Requirement » When the line containing "# drop a dot on each instance of the motorcycle rear" appears in the entries below, begin printing there and stop after the line containing "# Target: metal fence"; print each of those lines exactly and no other line.

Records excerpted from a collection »
* * *

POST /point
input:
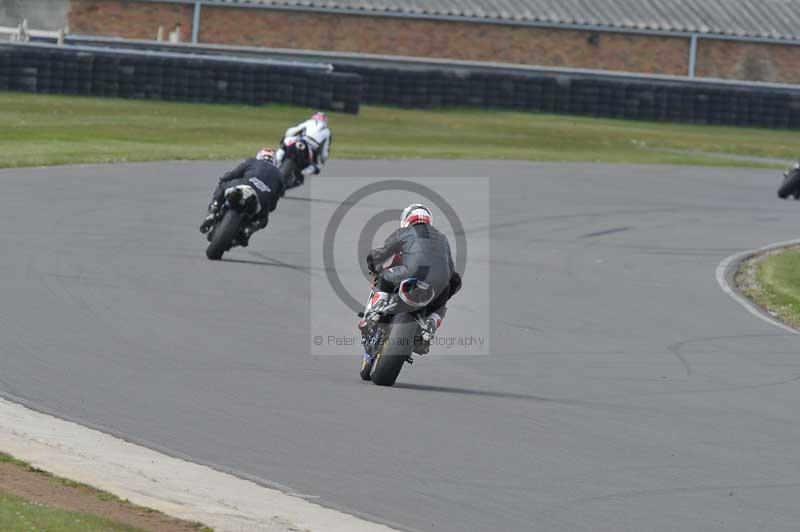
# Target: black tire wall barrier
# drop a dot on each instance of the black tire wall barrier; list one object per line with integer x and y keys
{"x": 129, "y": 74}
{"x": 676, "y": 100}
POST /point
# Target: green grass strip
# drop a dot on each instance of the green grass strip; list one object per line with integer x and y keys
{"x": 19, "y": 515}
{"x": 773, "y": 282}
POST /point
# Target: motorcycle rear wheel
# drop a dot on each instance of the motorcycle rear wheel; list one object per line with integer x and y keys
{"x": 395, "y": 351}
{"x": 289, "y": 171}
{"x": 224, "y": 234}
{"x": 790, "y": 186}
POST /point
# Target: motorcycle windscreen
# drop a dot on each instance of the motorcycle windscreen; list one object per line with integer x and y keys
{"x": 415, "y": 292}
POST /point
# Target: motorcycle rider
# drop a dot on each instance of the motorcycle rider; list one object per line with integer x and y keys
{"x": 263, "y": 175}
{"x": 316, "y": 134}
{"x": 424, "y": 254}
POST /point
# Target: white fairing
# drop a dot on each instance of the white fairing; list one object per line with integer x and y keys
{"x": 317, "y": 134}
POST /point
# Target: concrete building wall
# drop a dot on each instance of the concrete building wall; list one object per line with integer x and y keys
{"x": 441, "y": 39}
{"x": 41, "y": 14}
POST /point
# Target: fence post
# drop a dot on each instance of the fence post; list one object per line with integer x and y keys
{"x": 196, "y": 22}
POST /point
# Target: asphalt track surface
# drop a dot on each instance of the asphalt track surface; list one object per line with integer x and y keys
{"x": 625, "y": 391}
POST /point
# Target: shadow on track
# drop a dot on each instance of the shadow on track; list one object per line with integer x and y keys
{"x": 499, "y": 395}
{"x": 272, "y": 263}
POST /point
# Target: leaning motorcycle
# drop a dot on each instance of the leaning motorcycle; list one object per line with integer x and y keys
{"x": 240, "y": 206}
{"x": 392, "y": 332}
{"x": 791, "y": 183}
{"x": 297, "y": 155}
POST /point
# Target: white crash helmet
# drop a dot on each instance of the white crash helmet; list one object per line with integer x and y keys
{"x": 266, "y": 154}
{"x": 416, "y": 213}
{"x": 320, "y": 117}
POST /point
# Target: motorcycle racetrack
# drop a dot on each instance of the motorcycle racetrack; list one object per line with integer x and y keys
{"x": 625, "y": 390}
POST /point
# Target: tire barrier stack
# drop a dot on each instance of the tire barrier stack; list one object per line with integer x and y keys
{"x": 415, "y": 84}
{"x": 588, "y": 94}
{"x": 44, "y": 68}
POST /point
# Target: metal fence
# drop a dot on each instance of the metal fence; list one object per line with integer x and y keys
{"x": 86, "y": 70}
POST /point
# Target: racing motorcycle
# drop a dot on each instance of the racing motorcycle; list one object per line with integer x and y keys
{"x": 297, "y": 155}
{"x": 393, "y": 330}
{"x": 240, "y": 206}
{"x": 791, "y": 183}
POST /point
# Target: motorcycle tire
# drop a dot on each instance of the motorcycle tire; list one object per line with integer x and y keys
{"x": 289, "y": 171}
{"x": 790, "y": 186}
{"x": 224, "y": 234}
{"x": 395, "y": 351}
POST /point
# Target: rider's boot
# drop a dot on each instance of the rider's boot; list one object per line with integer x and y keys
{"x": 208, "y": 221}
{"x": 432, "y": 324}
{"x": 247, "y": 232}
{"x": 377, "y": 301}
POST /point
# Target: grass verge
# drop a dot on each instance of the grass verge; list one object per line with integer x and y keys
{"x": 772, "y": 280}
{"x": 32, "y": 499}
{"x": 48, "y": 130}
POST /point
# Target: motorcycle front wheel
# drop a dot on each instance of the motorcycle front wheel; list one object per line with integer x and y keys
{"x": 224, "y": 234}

* * *

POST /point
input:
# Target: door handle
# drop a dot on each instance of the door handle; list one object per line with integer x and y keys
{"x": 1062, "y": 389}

* * *

Result »
# drop a dot on each instance of the motorcycle rear wheel; list one object per line with integer x and y keys
{"x": 395, "y": 351}
{"x": 289, "y": 171}
{"x": 224, "y": 234}
{"x": 790, "y": 186}
POST /point
# Target: motorcycle windscreen
# drop a dot on each instance of the motorcycle windscreen; list one object per line with integer x and y keys
{"x": 415, "y": 292}
POST /point
# Target: motorcycle rider
# drop a dot on each instance of the motorcycle rider; list one object per line with integer x and y keys
{"x": 263, "y": 175}
{"x": 316, "y": 134}
{"x": 424, "y": 254}
POST /point
# Target: white fairing
# drop a dot on each instance of the white fairing; list one object per line with integer x and y keys
{"x": 317, "y": 134}
POST /point
# Target: concrete building wall
# drop a dot on each instance of the concrete building wall; list one object per line with integer x and y keys
{"x": 441, "y": 39}
{"x": 41, "y": 14}
POST /point
# Target: fence post
# drop a dot on each instance of the fence post; list one object per line with integer x and y keys
{"x": 196, "y": 22}
POST /point
# Target: asphalt track surface
# drop a dot on each instance of the asphalt track surface; list one object per line with integer x and y keys
{"x": 625, "y": 391}
POST /point
# Target: shadow on track
# drop a dot on each instance of the shadow on track; list one object per line with integer x and y keys
{"x": 499, "y": 395}
{"x": 272, "y": 263}
POST /point
# Target: leaning motorcycle
# drop a dot on each instance of the leaning motorcycle; list one object per line with integer x and y keys
{"x": 240, "y": 206}
{"x": 392, "y": 332}
{"x": 791, "y": 183}
{"x": 297, "y": 155}
POST /point
# Target: white crash helmet
# drop a dot on each instance of the white crash helmet; list one object per line with integer x and y keys
{"x": 266, "y": 154}
{"x": 416, "y": 213}
{"x": 320, "y": 117}
POST /point
# Target: motorcycle racetrack
# drop a dot on each instance of the motorcycle racetrack; list one object per line with integer x and y keys
{"x": 625, "y": 390}
POST /point
# Target: tire barrier stack
# drop a dot on each instance of the tire barrier stack; list one object per line with integer x and y keys
{"x": 415, "y": 84}
{"x": 588, "y": 94}
{"x": 44, "y": 68}
POST /point
# Target: metal fence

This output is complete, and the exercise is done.